▶ **To do**
In the records below, pick out all lines containing the word "woman".
--- Entries provided Enclosed Below ---
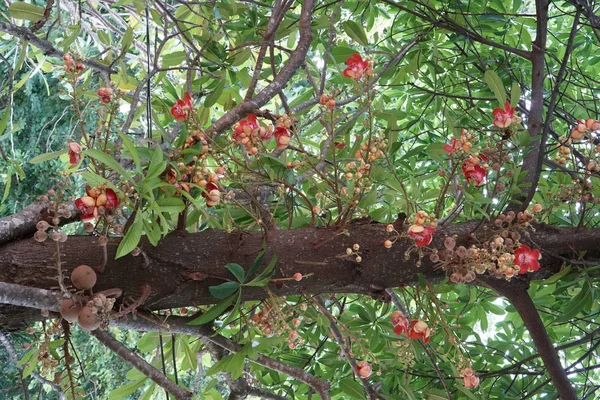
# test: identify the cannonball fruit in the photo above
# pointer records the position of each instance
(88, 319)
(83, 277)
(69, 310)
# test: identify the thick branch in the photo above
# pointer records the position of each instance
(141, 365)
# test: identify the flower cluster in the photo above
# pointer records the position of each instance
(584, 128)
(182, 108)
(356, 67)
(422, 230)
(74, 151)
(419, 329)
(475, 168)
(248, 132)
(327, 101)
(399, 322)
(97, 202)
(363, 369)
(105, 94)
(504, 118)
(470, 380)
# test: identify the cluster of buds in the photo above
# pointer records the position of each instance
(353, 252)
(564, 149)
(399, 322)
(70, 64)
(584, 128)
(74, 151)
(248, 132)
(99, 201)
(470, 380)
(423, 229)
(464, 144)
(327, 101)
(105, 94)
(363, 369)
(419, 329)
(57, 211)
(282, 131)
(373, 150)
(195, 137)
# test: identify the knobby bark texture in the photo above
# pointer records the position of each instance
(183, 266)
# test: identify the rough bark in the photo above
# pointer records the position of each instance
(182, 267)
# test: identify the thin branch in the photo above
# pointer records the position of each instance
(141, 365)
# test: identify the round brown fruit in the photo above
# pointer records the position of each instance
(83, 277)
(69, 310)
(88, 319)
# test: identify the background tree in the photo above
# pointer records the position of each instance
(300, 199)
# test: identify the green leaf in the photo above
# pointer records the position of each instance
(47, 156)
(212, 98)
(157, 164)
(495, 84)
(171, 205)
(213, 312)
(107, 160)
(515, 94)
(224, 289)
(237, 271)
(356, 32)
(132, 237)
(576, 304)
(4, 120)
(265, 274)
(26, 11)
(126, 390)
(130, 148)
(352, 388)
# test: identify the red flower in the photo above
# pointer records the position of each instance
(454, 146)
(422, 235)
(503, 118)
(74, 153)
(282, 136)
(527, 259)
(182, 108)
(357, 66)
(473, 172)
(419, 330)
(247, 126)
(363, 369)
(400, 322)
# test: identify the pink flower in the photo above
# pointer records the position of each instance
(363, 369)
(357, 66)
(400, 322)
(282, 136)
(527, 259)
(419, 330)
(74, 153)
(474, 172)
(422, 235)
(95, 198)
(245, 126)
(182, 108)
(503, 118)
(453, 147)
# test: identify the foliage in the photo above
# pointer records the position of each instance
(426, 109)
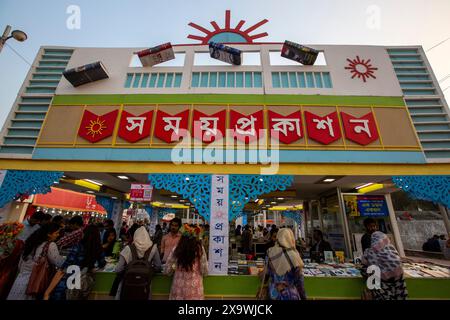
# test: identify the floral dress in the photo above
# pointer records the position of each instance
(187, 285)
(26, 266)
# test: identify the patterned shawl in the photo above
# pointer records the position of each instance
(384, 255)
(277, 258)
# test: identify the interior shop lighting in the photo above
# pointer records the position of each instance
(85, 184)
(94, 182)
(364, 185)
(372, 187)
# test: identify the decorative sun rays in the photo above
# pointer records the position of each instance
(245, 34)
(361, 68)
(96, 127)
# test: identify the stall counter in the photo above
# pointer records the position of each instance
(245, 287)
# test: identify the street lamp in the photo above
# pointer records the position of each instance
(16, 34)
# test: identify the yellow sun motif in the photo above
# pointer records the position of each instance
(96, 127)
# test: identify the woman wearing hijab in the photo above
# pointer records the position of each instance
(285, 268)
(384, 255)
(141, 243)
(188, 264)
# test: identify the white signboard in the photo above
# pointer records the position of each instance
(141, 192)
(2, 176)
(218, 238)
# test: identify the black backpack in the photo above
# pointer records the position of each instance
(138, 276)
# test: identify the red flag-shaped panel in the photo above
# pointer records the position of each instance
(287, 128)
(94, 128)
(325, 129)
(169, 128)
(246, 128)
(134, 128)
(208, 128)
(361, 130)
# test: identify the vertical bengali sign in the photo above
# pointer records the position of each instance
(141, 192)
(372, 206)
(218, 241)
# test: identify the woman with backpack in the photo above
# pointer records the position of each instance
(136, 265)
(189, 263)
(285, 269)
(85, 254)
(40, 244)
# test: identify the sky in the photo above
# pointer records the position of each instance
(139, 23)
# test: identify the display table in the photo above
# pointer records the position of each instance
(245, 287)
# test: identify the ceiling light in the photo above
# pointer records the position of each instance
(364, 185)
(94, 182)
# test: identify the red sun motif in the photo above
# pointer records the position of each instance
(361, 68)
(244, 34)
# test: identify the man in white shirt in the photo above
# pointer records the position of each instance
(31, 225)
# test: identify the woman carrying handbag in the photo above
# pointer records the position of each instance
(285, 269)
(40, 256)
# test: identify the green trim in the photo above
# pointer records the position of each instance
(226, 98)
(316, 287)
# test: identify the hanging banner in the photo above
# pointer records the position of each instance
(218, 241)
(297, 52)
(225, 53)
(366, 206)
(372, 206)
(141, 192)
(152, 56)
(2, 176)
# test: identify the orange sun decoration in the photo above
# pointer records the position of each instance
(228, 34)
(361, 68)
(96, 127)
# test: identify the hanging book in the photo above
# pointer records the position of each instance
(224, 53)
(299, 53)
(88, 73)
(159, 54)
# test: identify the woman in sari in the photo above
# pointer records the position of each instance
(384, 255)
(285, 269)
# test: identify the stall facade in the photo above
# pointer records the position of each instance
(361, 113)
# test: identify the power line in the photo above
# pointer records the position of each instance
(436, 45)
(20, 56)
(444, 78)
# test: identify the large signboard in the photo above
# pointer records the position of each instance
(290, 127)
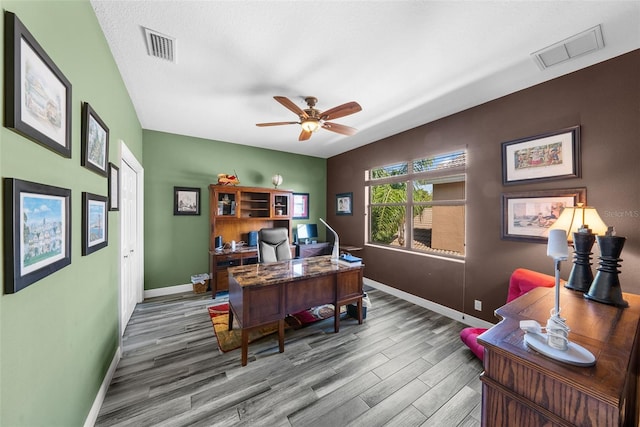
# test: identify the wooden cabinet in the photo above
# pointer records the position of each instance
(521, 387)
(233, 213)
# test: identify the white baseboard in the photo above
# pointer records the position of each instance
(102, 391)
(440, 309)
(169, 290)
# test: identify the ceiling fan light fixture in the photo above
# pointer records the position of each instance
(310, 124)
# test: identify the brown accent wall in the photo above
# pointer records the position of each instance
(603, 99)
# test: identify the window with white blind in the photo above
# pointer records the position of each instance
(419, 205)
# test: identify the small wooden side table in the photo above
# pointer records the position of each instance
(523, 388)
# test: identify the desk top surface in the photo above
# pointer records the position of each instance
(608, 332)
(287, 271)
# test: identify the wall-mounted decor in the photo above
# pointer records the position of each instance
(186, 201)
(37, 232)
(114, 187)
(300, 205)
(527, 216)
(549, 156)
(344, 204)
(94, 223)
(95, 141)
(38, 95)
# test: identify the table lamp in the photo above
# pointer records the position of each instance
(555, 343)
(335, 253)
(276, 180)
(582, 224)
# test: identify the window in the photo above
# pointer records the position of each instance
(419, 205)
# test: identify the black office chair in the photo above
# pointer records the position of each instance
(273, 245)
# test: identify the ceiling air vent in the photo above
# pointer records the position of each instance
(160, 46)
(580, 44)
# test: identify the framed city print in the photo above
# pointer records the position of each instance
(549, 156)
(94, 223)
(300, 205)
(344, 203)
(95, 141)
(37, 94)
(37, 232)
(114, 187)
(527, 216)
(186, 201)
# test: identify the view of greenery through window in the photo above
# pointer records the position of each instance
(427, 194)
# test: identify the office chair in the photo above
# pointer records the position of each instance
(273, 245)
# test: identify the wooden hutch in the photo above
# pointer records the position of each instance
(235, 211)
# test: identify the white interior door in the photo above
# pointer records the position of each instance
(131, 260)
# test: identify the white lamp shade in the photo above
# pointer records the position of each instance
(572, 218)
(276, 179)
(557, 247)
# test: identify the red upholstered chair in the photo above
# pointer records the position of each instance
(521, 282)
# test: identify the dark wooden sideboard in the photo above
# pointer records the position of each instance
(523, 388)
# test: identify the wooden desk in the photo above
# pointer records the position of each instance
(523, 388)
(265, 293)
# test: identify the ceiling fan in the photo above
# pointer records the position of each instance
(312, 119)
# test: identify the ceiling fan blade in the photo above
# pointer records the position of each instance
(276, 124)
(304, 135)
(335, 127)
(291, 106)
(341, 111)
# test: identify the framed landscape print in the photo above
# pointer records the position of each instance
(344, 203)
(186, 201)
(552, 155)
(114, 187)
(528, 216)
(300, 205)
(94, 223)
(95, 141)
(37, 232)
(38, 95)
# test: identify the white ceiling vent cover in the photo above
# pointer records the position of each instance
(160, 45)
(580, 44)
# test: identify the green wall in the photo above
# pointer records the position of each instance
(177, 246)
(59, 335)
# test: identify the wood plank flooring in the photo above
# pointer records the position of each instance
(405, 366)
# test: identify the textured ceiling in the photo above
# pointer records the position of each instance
--- End of Enclosed Entries provided ---
▶ **Answer area**
# test: identify the woman wearing hijab in the photo above
# test: identify the woman with backpack in the photo above
# test: identify the woman carrying handbag in the photo above
# test: identify the woman in sari in the photo above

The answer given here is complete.